■ INSTRUCTIONS TO FOLLOW: Of all the lines below, return only those starting with the line holding "Expected: the position of each instance of the wall, given" and going on through the line holding "Target: lamp shade", exactly as written.

■ RECORDS PROVIDED:
--------

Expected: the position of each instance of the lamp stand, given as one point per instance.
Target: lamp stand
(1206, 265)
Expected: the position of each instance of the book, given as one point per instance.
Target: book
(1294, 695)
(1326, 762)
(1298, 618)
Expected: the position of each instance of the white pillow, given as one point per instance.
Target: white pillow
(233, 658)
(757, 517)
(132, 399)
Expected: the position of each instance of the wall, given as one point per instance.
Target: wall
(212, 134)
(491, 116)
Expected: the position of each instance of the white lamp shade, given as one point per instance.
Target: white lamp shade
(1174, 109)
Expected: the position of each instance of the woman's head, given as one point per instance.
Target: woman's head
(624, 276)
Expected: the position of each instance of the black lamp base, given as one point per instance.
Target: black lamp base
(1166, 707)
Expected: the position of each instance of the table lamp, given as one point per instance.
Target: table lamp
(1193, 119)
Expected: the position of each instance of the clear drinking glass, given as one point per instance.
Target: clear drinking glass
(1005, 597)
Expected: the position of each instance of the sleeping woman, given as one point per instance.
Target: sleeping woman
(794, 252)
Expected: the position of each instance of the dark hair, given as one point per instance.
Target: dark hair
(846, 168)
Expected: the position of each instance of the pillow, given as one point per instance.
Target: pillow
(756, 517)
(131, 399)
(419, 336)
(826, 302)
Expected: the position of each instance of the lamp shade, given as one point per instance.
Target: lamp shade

--------

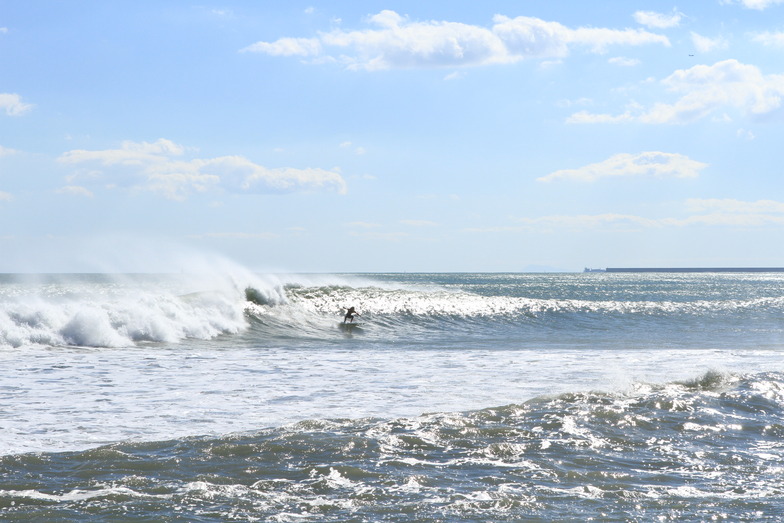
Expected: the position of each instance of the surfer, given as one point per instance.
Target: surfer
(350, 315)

--------

■ RESULT OF THE TASK:
Expected: the position of each instance of the wall, given as one point per instance.
Target: wall
(212, 134)
(491, 116)
Expected: the position of each instance of the white lamp shade, given as one point per instance.
Target: white lamp shade
(1174, 109)
Expected: the position of each instance of the woman's head, given as one point per instance.
Target: woman's head
(624, 276)
Expected: the position of each instance of the black lamp base, given as one point per instance.
Target: black lamp base
(1166, 707)
Expected: the position of each instance of the table lamp, given as one point per instance.
Target: table lamp
(1193, 119)
Expected: the position of each instance of the clear drinking glass, given as one point per instance.
Target: clear drinking glass
(1005, 597)
Expected: the position of each instance of the sleeping woman, given as one point per instance.
Target: sleeping woman
(794, 252)
Expected: the position of each instance of the dark hair, given as one point per instance.
Target: dark hair
(846, 168)
Expected: the position of each instance of the pillow, given as one point per instance.
Target: pillow
(756, 517)
(131, 399)
(419, 336)
(826, 302)
Expected: the position of each instance of the lamp shade, given as one point per instance.
Target: lamp shade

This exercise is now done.